Named-object pointing records:
## begin
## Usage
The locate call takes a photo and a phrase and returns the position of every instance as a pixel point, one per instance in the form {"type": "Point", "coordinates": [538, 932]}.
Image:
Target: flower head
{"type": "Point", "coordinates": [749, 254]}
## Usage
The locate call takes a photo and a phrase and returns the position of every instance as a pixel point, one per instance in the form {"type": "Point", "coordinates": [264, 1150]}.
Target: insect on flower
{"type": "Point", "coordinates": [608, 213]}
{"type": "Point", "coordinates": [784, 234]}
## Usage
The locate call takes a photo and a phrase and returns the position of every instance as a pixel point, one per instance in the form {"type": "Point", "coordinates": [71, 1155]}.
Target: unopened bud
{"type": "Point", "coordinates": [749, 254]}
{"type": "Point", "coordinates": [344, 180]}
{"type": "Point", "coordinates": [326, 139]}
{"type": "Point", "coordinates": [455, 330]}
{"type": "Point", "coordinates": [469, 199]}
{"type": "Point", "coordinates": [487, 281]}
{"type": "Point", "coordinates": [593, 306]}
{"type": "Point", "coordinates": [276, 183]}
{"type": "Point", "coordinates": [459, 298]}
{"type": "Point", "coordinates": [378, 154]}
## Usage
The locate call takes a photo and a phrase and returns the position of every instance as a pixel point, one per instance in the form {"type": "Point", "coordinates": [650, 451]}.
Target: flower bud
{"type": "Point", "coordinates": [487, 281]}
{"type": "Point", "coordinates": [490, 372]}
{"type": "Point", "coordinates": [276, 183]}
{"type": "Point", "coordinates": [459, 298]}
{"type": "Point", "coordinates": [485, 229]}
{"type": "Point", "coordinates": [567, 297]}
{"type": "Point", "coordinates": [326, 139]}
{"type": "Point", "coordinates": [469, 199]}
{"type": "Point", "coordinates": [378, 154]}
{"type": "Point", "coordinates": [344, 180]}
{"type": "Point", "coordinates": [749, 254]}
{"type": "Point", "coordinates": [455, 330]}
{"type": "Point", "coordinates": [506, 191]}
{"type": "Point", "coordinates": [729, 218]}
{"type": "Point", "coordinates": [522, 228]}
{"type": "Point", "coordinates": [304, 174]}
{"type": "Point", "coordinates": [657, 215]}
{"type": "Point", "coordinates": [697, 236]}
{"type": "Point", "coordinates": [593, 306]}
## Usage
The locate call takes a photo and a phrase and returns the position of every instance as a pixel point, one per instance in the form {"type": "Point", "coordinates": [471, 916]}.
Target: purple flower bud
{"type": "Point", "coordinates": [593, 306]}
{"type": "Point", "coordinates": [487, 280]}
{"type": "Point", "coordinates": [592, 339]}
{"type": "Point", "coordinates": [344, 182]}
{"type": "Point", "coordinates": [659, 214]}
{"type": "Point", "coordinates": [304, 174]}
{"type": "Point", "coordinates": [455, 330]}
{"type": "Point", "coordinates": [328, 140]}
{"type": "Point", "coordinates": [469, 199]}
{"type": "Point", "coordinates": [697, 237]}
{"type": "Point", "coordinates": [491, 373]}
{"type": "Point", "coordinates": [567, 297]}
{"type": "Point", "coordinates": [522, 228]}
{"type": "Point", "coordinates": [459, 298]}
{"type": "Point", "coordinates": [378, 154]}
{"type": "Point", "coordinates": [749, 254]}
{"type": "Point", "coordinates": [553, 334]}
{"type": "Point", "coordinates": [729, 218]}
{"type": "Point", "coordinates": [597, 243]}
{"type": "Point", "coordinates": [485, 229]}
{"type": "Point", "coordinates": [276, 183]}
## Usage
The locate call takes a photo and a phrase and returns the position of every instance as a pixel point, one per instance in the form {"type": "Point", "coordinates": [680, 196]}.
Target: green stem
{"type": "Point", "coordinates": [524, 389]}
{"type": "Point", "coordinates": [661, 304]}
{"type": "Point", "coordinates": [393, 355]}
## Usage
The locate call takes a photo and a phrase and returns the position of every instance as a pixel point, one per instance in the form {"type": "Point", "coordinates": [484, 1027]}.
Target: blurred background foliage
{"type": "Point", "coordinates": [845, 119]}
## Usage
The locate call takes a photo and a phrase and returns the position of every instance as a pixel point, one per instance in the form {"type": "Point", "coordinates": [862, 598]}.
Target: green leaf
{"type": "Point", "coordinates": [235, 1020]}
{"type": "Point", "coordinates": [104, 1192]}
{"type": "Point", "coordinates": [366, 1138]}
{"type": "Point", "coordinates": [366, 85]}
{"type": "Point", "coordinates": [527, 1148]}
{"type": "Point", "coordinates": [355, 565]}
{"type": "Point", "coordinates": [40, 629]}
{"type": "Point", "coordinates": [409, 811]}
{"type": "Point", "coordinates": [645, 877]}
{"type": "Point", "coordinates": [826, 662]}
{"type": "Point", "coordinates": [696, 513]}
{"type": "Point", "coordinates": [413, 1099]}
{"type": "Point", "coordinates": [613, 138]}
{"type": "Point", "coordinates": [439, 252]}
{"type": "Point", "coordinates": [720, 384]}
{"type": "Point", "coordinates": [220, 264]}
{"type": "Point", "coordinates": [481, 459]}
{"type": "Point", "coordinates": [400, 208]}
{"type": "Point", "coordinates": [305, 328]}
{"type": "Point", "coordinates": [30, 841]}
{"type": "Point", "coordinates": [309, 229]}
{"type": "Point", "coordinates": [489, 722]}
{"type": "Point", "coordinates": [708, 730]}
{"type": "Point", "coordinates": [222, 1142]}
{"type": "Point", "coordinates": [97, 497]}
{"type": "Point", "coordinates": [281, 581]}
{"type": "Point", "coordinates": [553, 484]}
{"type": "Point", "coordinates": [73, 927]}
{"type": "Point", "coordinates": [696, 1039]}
## end
## OBJECTIVE
Go through the records above and retype each one exactly.

## ANSWER TO THIS EXERCISE
## Usage
The locate call takes a photo and a phrase and returns the position of every instance as a pixel point, one per instance in the form {"type": "Point", "coordinates": [538, 932]}.
Image:
Target: flower head
{"type": "Point", "coordinates": [749, 254]}
## Usage
The locate call takes a photo and a phrase and returns the position of every instance as a pixel point, one per instance in the form {"type": "Point", "coordinates": [264, 1150]}.
Target: insect on flower
{"type": "Point", "coordinates": [608, 213]}
{"type": "Point", "coordinates": [784, 234]}
## Usage
The locate call takes a photo and a phrase and returns the position of every instance as a pixel point, one per instance in the form {"type": "Point", "coordinates": [71, 1155]}.
Target: unopened bud
{"type": "Point", "coordinates": [749, 254]}
{"type": "Point", "coordinates": [344, 180]}
{"type": "Point", "coordinates": [326, 139]}
{"type": "Point", "coordinates": [455, 330]}
{"type": "Point", "coordinates": [469, 199]}
{"type": "Point", "coordinates": [487, 281]}
{"type": "Point", "coordinates": [593, 306]}
{"type": "Point", "coordinates": [276, 183]}
{"type": "Point", "coordinates": [459, 298]}
{"type": "Point", "coordinates": [378, 154]}
## Usage
The locate call takes a photo and a phrase and returns the position of every instance as a pixel point, one per instance in the form {"type": "Point", "coordinates": [650, 451]}.
Target: flower bud
{"type": "Point", "coordinates": [487, 281]}
{"type": "Point", "coordinates": [490, 372]}
{"type": "Point", "coordinates": [276, 183]}
{"type": "Point", "coordinates": [459, 298]}
{"type": "Point", "coordinates": [485, 229]}
{"type": "Point", "coordinates": [567, 297]}
{"type": "Point", "coordinates": [326, 139]}
{"type": "Point", "coordinates": [469, 199]}
{"type": "Point", "coordinates": [378, 154]}
{"type": "Point", "coordinates": [344, 180]}
{"type": "Point", "coordinates": [749, 254]}
{"type": "Point", "coordinates": [455, 330]}
{"type": "Point", "coordinates": [506, 191]}
{"type": "Point", "coordinates": [729, 218]}
{"type": "Point", "coordinates": [522, 228]}
{"type": "Point", "coordinates": [304, 174]}
{"type": "Point", "coordinates": [657, 215]}
{"type": "Point", "coordinates": [697, 236]}
{"type": "Point", "coordinates": [593, 306]}
## Usage
The locate call takes a photo and a phrase and returns the position of every instance as a pixel point, one per instance in the form {"type": "Point", "coordinates": [471, 916]}.
Target: purple flower bud
{"type": "Point", "coordinates": [593, 306]}
{"type": "Point", "coordinates": [487, 280]}
{"type": "Point", "coordinates": [592, 339]}
{"type": "Point", "coordinates": [344, 182]}
{"type": "Point", "coordinates": [659, 214]}
{"type": "Point", "coordinates": [304, 174]}
{"type": "Point", "coordinates": [455, 330]}
{"type": "Point", "coordinates": [328, 140]}
{"type": "Point", "coordinates": [469, 199]}
{"type": "Point", "coordinates": [697, 237]}
{"type": "Point", "coordinates": [491, 373]}
{"type": "Point", "coordinates": [567, 297]}
{"type": "Point", "coordinates": [522, 228]}
{"type": "Point", "coordinates": [459, 298]}
{"type": "Point", "coordinates": [378, 154]}
{"type": "Point", "coordinates": [749, 254]}
{"type": "Point", "coordinates": [553, 334]}
{"type": "Point", "coordinates": [729, 218]}
{"type": "Point", "coordinates": [597, 243]}
{"type": "Point", "coordinates": [485, 229]}
{"type": "Point", "coordinates": [276, 183]}
## Usage
The locate call takes a photo and a phrase and returns the position of every instance as a pixel point, one per instance in the form {"type": "Point", "coordinates": [680, 196]}.
Target: green stem
{"type": "Point", "coordinates": [524, 389]}
{"type": "Point", "coordinates": [661, 304]}
{"type": "Point", "coordinates": [393, 355]}
## Usage
The locate call takes a photo and a phrase and returns the position of every instance as a pixel point, one per instance in the form {"type": "Point", "coordinates": [484, 1027]}.
Target: blurred background foliage
{"type": "Point", "coordinates": [845, 119]}
## Usage
The locate call takes a photo and a phrase and returns the position of every instance as a pixel point, one per instance in the form {"type": "Point", "coordinates": [862, 598]}.
Target: green leaf
{"type": "Point", "coordinates": [235, 1020]}
{"type": "Point", "coordinates": [104, 1192]}
{"type": "Point", "coordinates": [366, 1138]}
{"type": "Point", "coordinates": [366, 85]}
{"type": "Point", "coordinates": [527, 1148]}
{"type": "Point", "coordinates": [355, 565]}
{"type": "Point", "coordinates": [40, 629]}
{"type": "Point", "coordinates": [409, 811]}
{"type": "Point", "coordinates": [645, 877]}
{"type": "Point", "coordinates": [826, 662]}
{"type": "Point", "coordinates": [696, 513]}
{"type": "Point", "coordinates": [413, 1099]}
{"type": "Point", "coordinates": [613, 138]}
{"type": "Point", "coordinates": [439, 252]}
{"type": "Point", "coordinates": [720, 384]}
{"type": "Point", "coordinates": [220, 264]}
{"type": "Point", "coordinates": [481, 459]}
{"type": "Point", "coordinates": [400, 208]}
{"type": "Point", "coordinates": [305, 328]}
{"type": "Point", "coordinates": [30, 841]}
{"type": "Point", "coordinates": [309, 229]}
{"type": "Point", "coordinates": [489, 722]}
{"type": "Point", "coordinates": [708, 730]}
{"type": "Point", "coordinates": [222, 1142]}
{"type": "Point", "coordinates": [97, 497]}
{"type": "Point", "coordinates": [281, 581]}
{"type": "Point", "coordinates": [553, 484]}
{"type": "Point", "coordinates": [73, 927]}
{"type": "Point", "coordinates": [696, 1039]}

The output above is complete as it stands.